Copy, unchanged, every line in the entries below from the line containing "Given the photograph above, point out the wood" through the last line of the entries, with both ends included.

◆ ◆ ◆

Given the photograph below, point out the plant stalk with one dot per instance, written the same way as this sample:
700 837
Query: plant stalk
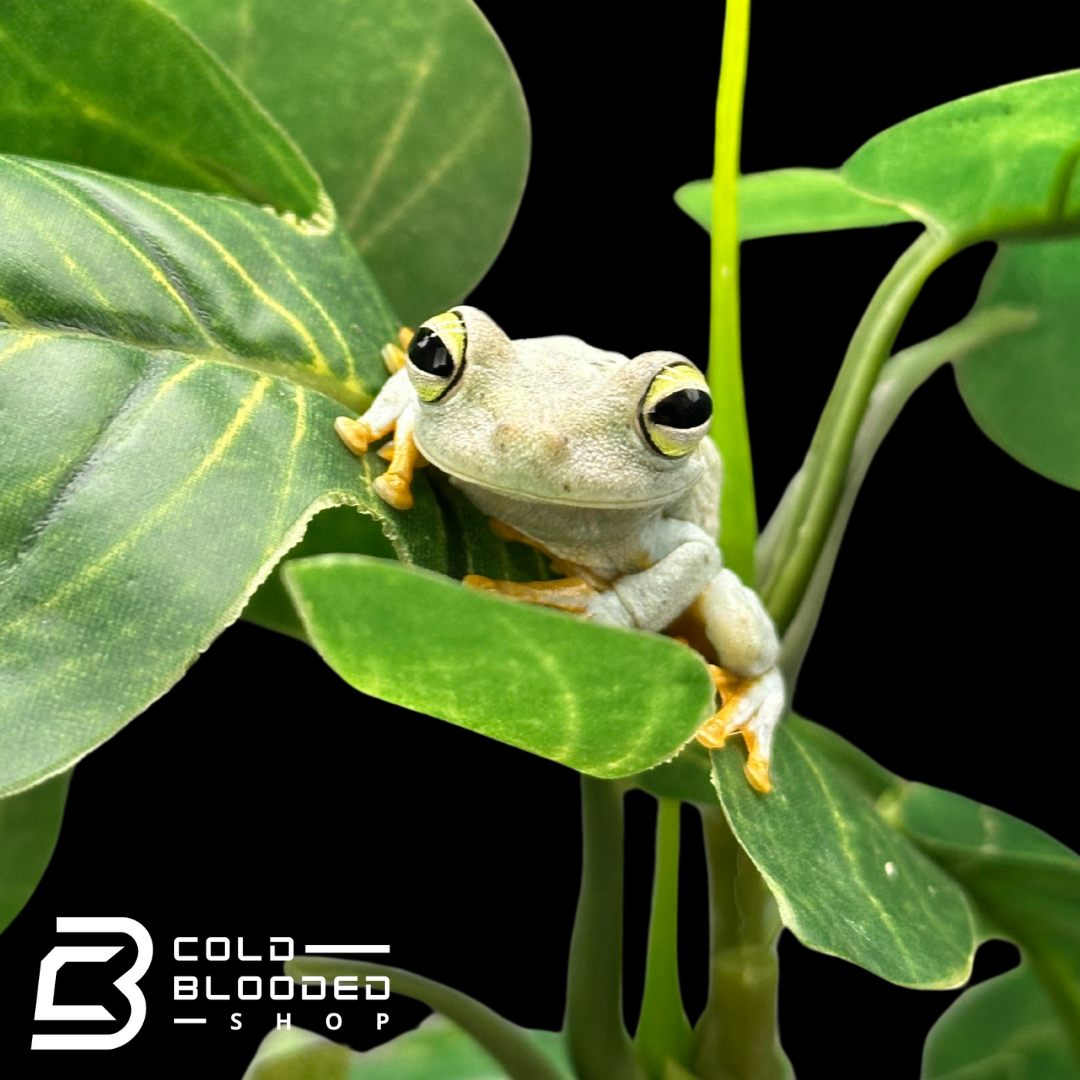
820 490
736 1037
596 1037
663 1031
729 430
900 378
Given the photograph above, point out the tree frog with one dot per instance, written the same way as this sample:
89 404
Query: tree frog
602 462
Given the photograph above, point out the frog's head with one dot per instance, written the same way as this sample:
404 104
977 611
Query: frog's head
554 419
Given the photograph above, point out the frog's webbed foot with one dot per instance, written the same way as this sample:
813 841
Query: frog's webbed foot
356 434
567 594
751 707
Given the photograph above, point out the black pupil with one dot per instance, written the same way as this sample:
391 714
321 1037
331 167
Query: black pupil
685 408
429 354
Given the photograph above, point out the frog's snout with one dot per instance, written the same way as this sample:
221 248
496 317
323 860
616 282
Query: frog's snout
548 443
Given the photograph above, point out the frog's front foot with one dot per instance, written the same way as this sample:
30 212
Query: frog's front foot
356 434
752 707
567 594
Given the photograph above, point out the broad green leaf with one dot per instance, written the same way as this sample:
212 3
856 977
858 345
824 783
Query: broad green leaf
29 827
1022 390
413 116
337 529
846 882
471 548
687 777
1025 883
1001 1029
435 1049
607 702
297 1054
787 201
996 163
118 85
171 365
517 1052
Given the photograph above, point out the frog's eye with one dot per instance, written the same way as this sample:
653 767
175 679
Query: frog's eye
676 409
436 356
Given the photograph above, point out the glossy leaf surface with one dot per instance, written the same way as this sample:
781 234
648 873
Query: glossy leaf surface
788 201
608 702
1023 390
990 164
29 827
171 365
1001 1029
413 116
1025 883
435 1049
846 882
118 85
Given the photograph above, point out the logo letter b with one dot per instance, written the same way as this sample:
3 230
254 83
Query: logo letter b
46 1008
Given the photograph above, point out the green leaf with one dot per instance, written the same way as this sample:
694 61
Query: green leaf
435 1049
1001 1029
787 201
1024 882
297 1054
413 116
29 827
118 85
1022 390
846 882
607 702
171 365
991 164
337 529
514 1051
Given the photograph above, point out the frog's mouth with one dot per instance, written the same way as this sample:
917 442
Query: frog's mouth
670 495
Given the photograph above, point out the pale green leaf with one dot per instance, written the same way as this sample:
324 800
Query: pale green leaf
29 827
117 85
1025 883
413 116
1023 390
846 882
1001 1029
991 164
435 1049
787 201
608 702
171 365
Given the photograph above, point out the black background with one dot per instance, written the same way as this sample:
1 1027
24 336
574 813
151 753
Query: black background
261 796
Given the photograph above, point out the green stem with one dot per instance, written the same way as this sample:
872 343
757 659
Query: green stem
595 1034
900 378
820 490
729 431
663 1031
511 1045
736 1038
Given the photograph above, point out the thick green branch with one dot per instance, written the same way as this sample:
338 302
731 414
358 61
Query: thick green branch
736 1038
818 495
663 1031
738 509
900 378
595 1034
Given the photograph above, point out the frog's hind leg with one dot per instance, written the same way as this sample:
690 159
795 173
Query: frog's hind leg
751 707
569 593
750 686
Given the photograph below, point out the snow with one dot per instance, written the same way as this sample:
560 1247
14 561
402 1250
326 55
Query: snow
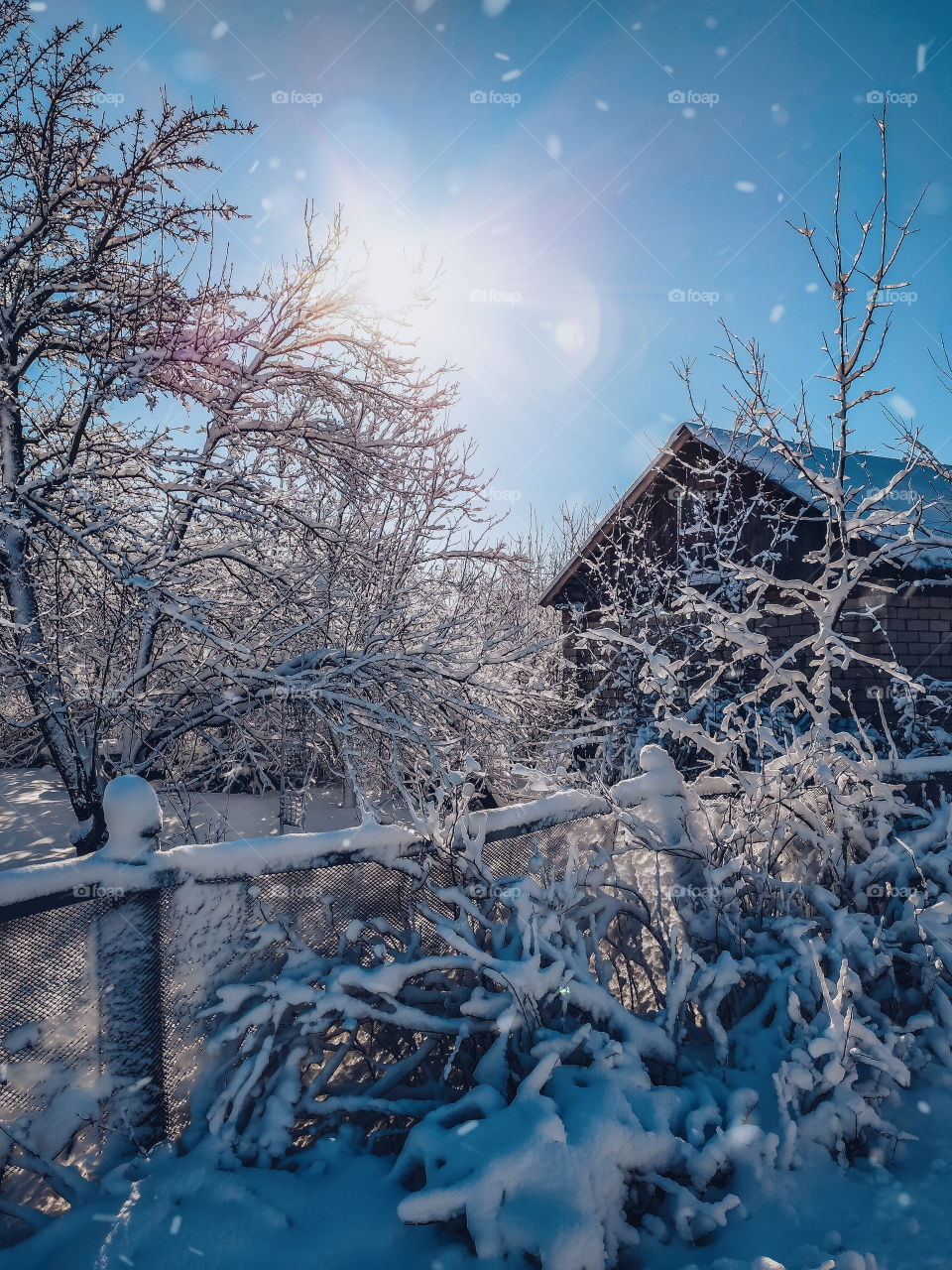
543 812
36 818
86 875
132 817
345 1205
335 1209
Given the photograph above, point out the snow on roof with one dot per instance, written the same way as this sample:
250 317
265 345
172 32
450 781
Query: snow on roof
865 474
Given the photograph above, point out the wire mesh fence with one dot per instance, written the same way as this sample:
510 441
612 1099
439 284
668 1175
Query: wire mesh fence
103 1007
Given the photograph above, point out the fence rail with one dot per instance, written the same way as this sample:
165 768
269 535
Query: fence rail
108 966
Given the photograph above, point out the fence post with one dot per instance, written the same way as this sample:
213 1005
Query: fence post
130 974
131 1037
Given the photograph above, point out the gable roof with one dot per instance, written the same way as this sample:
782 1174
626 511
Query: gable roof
865 474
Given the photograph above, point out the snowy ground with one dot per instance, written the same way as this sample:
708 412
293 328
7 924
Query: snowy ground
339 1210
36 818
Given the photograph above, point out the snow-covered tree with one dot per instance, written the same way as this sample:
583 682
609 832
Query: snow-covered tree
214 498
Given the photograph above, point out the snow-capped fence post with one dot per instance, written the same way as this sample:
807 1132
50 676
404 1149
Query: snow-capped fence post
128 973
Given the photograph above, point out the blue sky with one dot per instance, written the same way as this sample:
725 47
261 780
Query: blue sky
572 195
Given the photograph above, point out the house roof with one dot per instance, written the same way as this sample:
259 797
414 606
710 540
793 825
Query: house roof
865 474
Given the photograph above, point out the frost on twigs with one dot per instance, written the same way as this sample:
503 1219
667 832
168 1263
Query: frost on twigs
134 820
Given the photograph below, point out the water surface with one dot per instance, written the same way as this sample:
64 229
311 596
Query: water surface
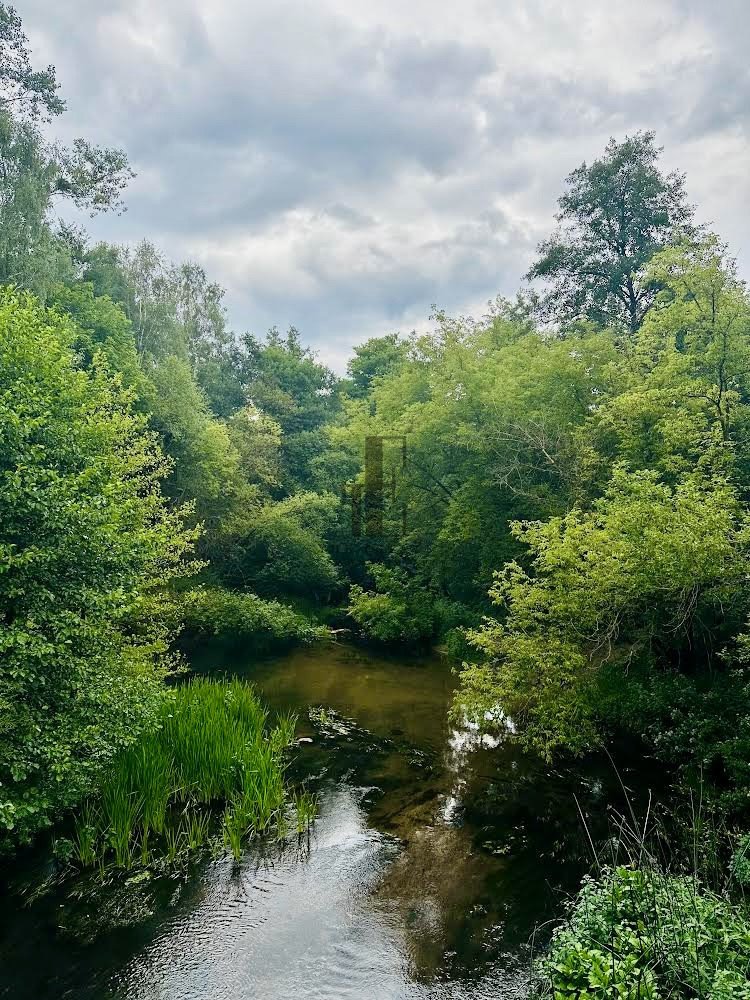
433 859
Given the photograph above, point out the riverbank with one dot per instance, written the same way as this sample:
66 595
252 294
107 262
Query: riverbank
434 858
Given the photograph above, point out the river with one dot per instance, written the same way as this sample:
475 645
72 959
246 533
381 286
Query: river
435 856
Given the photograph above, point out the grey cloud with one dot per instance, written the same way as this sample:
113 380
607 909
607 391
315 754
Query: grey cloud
343 171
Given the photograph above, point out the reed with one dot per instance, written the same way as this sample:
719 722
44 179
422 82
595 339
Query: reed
213 746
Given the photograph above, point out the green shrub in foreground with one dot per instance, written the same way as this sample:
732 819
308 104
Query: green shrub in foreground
213 747
639 934
213 611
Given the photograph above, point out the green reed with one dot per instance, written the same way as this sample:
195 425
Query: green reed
213 746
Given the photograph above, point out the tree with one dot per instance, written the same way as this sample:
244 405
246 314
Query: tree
88 544
616 214
34 172
652 577
21 87
375 358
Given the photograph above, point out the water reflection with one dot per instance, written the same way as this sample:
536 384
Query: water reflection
435 854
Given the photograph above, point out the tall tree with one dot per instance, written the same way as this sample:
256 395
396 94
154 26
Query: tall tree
34 172
88 544
615 215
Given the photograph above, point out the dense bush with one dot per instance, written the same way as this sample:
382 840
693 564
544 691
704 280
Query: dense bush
87 545
400 609
231 614
639 934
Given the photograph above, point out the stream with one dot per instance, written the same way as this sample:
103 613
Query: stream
435 857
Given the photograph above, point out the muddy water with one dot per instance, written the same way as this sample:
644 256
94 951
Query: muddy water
433 859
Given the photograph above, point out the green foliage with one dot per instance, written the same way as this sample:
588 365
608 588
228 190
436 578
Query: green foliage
243 616
278 548
400 609
211 745
616 214
376 358
87 545
649 573
642 935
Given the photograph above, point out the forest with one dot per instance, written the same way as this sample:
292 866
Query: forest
566 516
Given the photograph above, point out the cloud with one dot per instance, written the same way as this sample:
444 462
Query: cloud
342 166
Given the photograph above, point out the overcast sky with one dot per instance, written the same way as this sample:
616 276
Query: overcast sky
342 165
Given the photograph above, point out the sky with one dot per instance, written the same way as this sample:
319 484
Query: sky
342 166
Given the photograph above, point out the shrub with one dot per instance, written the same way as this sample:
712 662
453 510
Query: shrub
641 934
400 609
229 613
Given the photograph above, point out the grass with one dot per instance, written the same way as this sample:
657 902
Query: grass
213 748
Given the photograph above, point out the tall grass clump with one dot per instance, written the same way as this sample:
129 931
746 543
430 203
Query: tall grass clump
213 747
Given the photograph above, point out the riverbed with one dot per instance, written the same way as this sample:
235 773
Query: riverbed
432 871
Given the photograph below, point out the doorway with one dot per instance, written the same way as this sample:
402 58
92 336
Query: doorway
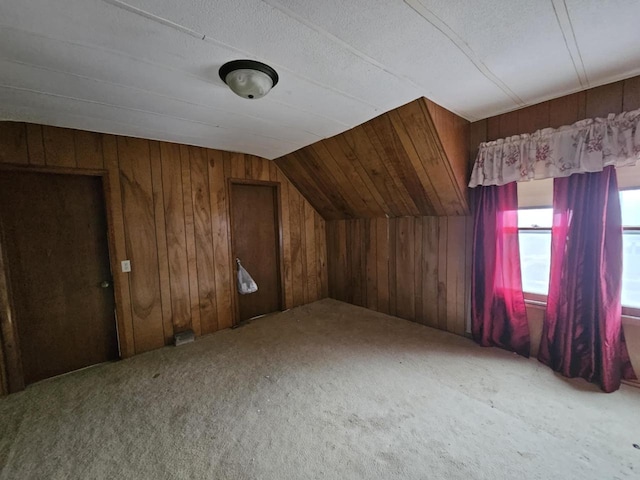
256 242
55 238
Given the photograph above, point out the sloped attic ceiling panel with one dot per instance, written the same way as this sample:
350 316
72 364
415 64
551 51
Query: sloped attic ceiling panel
410 161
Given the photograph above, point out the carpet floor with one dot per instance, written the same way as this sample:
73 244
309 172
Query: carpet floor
327 390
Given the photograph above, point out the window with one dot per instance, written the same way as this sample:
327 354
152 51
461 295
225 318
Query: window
534 233
630 203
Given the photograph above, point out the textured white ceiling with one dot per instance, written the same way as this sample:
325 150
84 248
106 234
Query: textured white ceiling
148 68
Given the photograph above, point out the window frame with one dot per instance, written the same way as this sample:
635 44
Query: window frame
630 311
540 298
530 297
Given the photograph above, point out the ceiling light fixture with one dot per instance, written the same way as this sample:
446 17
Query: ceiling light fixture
248 78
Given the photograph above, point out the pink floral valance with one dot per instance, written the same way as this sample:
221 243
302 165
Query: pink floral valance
586 146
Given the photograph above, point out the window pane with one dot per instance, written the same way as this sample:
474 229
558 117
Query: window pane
630 204
535 258
631 269
535 217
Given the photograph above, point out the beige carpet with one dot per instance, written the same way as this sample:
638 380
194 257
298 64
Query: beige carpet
326 391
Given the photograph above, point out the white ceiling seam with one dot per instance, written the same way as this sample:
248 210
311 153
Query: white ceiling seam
146 112
340 63
56 116
464 47
355 51
151 63
148 92
564 21
208 38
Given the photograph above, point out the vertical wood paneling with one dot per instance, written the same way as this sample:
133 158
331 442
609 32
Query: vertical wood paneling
295 223
88 147
140 234
371 263
13 144
192 263
161 240
168 212
430 265
419 268
310 252
59 147
35 145
176 239
631 94
206 281
382 263
115 215
405 268
221 243
286 240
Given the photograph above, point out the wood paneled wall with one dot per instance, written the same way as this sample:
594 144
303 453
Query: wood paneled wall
596 102
417 268
169 214
411 161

◆ ◆ ◆

Reply:
Given the photograph above, point out the wood paneled wall with one dot per instance, written the same way as this sample:
594 144
303 453
Query: wood paneled wall
596 102
417 268
169 214
411 161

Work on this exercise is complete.